- _Bagian Teks_:
§ §

Indonesia yang kaya akan budaya dan adat, menjadi nilai plus dalam menghadapi ancaman bencana. Sebab, setiap budaya memiliki tradisinya sendiri dalam pengurangan risiko bencana. Misalnya saja masyarakat Jawa Barat!
Baca juga : BABAD LETUSAN GUNUNG KELUD 1919
Mitigasi Ancaman Bencana Masyarakat Jawa Barat
Bukan hal yang baru untuk masyarakat Jawa Barat dalam memelihara lingkungan dan menjaga sungai, sebab sudah tertulis dalam prasasti, naskah kuno dan diucapkan dalam tradisi lisan. Seperti di bawah ini yang tertulis dalam prasasti Batutulis!
Prasasti Batutulis
Semoga Selamat.
Ini tanda peringatan Prebu Ratu almahum.
Dinobatkan dia dengan nama Prebu Guru Dewataprana,
Dinobatkan dia dengan nama Sri Baguda Maharaja ratu Haji di Pakuan Pajajaran Sri Sang Ratu Dewata.
Dialah yang membuat parit Pakuan.
Dia putera Rahiyang Dewa Niskala yang mendiang di Gunatiga,
cucu Rahiyang Niskala wasatu Kancana yang mendiang ke Nusalarang.
Dialah yang membuat tanda peringatan gunung-gunungan,
menjadikannya sebuah bukit punden (hutan) untuk samida,
membuat telaga Renamahawijaya.
Ya, dialah itu.
Dalam tahun Saka 1455
(Saleh Danasasmita. 2006. Ya Nu Nyusuk Na Pakwan dalam Mencari Gerbang Pakuan, Seri Sundalana. Bandung: Pusat Studi Sunda).

§ §

- _Daftar Data_:
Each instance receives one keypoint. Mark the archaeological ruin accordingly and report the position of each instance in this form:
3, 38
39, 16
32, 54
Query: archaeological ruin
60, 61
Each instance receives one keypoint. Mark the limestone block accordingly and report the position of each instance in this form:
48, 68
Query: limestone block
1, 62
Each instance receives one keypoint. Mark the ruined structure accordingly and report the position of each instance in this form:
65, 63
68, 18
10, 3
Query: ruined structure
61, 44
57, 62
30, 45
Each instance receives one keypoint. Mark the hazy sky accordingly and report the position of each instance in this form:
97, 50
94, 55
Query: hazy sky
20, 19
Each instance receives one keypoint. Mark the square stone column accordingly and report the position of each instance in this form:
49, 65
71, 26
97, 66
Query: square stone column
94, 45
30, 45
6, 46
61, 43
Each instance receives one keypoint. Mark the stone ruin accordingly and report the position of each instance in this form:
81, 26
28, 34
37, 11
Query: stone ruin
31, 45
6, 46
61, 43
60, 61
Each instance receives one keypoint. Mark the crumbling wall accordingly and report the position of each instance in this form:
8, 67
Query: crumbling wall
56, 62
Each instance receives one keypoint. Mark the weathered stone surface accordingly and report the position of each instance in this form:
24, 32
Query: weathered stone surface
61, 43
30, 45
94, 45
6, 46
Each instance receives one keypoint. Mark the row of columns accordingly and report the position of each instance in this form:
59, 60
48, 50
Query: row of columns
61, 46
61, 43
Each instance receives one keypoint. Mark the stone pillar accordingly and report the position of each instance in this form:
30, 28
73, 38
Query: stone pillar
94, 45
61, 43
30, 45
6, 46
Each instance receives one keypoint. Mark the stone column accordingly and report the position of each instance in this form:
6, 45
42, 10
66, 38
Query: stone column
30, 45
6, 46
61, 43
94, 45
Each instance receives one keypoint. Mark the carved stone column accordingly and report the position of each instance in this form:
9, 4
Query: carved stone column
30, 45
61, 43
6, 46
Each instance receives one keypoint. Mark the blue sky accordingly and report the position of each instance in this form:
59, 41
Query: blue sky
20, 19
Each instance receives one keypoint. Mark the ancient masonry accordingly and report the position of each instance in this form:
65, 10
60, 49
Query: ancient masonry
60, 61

§ §

- _Arahan Tugas A_: Tahun Saka berapa yang tercantum dalam kutipan Prasasti Batutulis pada teks tentang mitigasi bencana masyarakat Jawa Barat?
- _Arahan Tugas B_: Dalam teks tentang mitigasi bencana masyarakat Jawa Barat, sebutkan semua media yang memuat tradisi memelihara lingkungan dan menjaga sungai.
- _Arahan Tugas C_: Teruskan teks tentang mitigasi bencana masyarakat Jawa Barat, dimulai setelah kalimat terakhirnya.
Baris-baris data tersebut diambil dari sumber lain, bukan dari teks.

- _Jawaban Latihan A_: Tahun Saka 1455.

- _Jawaban Latihan B_: Prasasti, naskah kuno, dan tradisi lisan.

- _Jawaban Latihan C_:
Ada beberapa hal penting yang tertulis pada prasasti Batutulis dan mempengaruhi kehidupan masyarakat, seperti hutan, sungai dan telaga. Sungai, dalam prasasti itu sering ditafsirkan sebagai parit pertahanan. Parit yang telah dibuat atas perintah Raja, harus dipelihara dengan baik sehingga fungsinya tetap terjaga. Raja juga memerintahkan untuk membuat dan memelihara hutan. Lalu ketika air melimpah, Raja memerintahkan untuk membuat telaga.
Dengan menjaga dan memelihara hutan sebagai sumber air dan memuliakan air, maka masyarakat Jawa Barat bisa mandiri dalam pangan dan gizi. Akan tetapi, saat gunung, hutan, sungai, dan telaga sudah ditinggalkan dan tidak dipelihara, maka lingkungan yang mana sebagai penyangga hidup menjadi menurun kualitasnya.
Selain itu, pada dasarnya masyarakat zaman dahulu memiliki cara sendiri dalam mengelola lahan, seperti adanya pembagian kelas pengelolaan kawasan; leuweung titipan, leuweung tutupan, dan leuweung garapan. Sebagai contoh dan pembelajaan dari masyarakat Baduy, tidak semua lahan digarap menjadi lahan produksi.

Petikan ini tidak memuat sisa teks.